## start Given passage
Nico Paulo

Nico Paulo

Nico Paulo is a Portuguese/Canadian singer-songwriter, performer, and visual artist. Nico grew up on the west coast of Portugal and has been based in Canada since 2014. Toronto was her first stop and more recently she's been based in St. John's, NL.

Nico released the single “Please Don’t Forget” with accompanying music video in 2019 as well as her debut EP, 'Wave Call’ in 2020 that featured musicians Brava Kilo, Evan J Cartwright, Kwame Appiah-Kubi and Tim Baker, produced and engineered by David Gavan Baxter. 

The following EP "Live at First Light" was recorded for Lawnya Vawnya Artist Residency and the Portuguese cover of the folk song "O Cavaleiro e o Anjo" by José Afonso both recorded in Newfoundland & Labrador and featuring local musicians Tim Baker, Adam Hogan (former players in Hey Rosetta!), Steve Maloney and Mary B. Waldram.

Self titled Debut LP is announced to be out — April 7, 2023 — via Forward Music Group. Produced by Joshua Van Tassel and Tim Baker.

“Beautiful” – CBC Music

Digging into the creative process, Byta speaks with artists, musicians, producers, DJs and anyone involved with music creation. A conversation about how they create, collaborate and share music. From studio setups to routines, and the first person to hear about the next 'big' work.

Where are you based?

St. John’s, NL, Canada.

How, when and where did you start making music? Are you primarily a musician or a producer, or do something else?

I’ve been playing this project mostly solo for the past 7 years. Only 3 years ago I got a band together to play and release my first EP. At that time Evan J Cartwright was sitting on the drums, David Baxter was producing it and playing guitars then we got Brian Kobayakawa to play Bass and Tim Baker on some keys and co-producing roles and of course my friend Kwame Appiah-Kubi on some guitars too as he had been workshopping some songs with me years before I met all this talented crowd. When I moved out East to St. John’s, I kept making good friends that had a past in music but weren’t really playing in any bands anymore, and things sort of aligned and Adam Hogan, Steve Maloney, Mary Beth Waldram, Tim Baker and Josh Bourden became very close to my songs and to this project.
## end Given passage
## start Given entries
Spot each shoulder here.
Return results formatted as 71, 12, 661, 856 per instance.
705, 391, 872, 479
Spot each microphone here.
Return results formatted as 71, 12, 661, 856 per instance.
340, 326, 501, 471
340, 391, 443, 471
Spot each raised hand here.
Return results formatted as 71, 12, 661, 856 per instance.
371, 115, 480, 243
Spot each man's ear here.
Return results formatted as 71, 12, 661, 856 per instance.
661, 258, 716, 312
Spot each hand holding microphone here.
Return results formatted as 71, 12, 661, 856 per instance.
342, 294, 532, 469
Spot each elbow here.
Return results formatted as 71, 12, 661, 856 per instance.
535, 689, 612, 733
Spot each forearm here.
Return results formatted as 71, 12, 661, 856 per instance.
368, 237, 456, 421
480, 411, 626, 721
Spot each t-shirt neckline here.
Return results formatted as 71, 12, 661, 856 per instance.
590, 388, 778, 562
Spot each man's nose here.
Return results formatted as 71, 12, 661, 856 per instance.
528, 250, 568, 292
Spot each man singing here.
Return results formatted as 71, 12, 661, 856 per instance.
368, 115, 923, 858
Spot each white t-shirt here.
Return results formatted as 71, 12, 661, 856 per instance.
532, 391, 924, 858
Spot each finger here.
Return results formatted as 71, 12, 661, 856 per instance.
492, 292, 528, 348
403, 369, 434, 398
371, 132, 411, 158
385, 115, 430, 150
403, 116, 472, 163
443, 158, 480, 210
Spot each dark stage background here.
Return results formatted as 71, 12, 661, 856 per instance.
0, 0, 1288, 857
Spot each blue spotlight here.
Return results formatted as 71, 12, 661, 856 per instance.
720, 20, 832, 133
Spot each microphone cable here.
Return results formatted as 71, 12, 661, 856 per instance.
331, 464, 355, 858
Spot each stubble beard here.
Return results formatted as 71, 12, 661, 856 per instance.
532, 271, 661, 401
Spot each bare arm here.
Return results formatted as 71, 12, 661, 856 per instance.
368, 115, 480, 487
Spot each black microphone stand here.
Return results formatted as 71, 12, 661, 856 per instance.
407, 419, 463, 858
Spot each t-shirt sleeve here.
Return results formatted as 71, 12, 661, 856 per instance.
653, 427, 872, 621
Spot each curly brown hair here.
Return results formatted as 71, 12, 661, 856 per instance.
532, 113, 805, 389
## end Given entries
To do >> Replace "Newfoundland & Labrador" with "Newfoundland and Labrador" in the Nico Paulo profile, and give the part that opens with the words containing "The following EP" and closes with "next 'big' work.". The entries have no connection to the Nico Paulo profile.

Output for this task >>
The following EP "Live at First Light" was recorded for Lawnya Vawnya Artist Residency and the Portuguese cover of the folk song "O Cavaleiro e o Anjo" by José Afonso both recorded in Newfoundland and Labrador and featuring local musicians Tim Baker, Adam Hogan (former players in Hey Rosetta!), Steve Maloney and Mary B. Waldram.

Self titled Debut LP is announced to be out — April 7, 2023 — via Forward Music Group. Produced by Joshua Van Tassel and Tim Baker.

“Beautiful” – CBC Music

Digging into the creative process, Byta speaks with artists, musicians, producers, DJs and anyone involved with music creation. A conversation about how they create, collaborate and share music. From studio setups to routines, and the first person to hear about the next 'big' work.